▶ **What you should do**
In the lines below, replace every "bounding box" with "bounding rectangle" and change nothing else. Leave the pictures out of your answer.

▶ **Given entries**
# # # # # # #

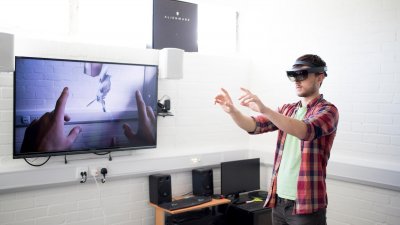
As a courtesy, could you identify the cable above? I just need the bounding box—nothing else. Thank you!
[92,171,106,225]
[24,156,51,167]
[93,152,110,155]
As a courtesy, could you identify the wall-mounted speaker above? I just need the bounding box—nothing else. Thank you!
[149,174,172,205]
[192,169,214,196]
[158,48,184,79]
[0,32,15,72]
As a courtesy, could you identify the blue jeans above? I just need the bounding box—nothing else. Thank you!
[272,197,326,225]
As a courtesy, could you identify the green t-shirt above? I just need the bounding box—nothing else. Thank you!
[277,107,307,200]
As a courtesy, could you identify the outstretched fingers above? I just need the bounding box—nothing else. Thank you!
[67,126,82,148]
[54,87,69,121]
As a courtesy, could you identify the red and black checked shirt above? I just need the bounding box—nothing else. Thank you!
[250,95,339,214]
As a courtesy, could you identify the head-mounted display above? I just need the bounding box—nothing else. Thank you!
[286,61,328,82]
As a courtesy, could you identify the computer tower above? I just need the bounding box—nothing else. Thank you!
[149,174,172,205]
[192,169,214,196]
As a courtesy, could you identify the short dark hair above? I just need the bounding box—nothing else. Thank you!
[297,54,326,67]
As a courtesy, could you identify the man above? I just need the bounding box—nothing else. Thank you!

# # # # # # #

▶ **Solution for this exercise**
As a courtesy, could you identify the cable above? I just need the bounding rectangle—nothing else. Thank you!
[92,171,106,225]
[24,156,51,167]
[93,152,110,155]
As a courtesy, could you identify the wall-mounted speaker above? I just need the bounding rectangle—nothing else. Thank you!
[149,174,172,205]
[192,169,214,196]
[158,48,184,79]
[0,32,15,72]
As a courtesy, could you identify the blue jeans above? I just need the bounding rectangle—nothing else. Thank you!
[272,197,326,225]
As a courtesy, could you identify the green t-shirt above? I just need the bounding rectangle—nothing else. Thank you!
[277,107,307,200]
As a courtesy, could you identify the outstretched fingers above? I just need the bounding rectangle—nothing else. Thank you!
[67,126,82,148]
[54,87,69,121]
As a courtesy, could you identify the red and black checked shirt above? I just need the bounding rectangle—nothing else. Thank you!
[250,95,339,214]
As a courtesy, could you identify the head-mounted display above? I just need the bounding rectangle—nothing else. Thank you!
[286,61,328,82]
As a courtesy, could you identify the computer tower above? I just need the bounding rectangle—nothing else. Thank you!
[149,174,172,205]
[192,169,214,196]
As a courtesy, could you identify the short dark hair above? I just need the bounding rectangle—nothing else. Thank you!
[297,54,326,67]
As a courtesy, could you identify the man above? I just need the bounding rectangle—nothing else. Thank you!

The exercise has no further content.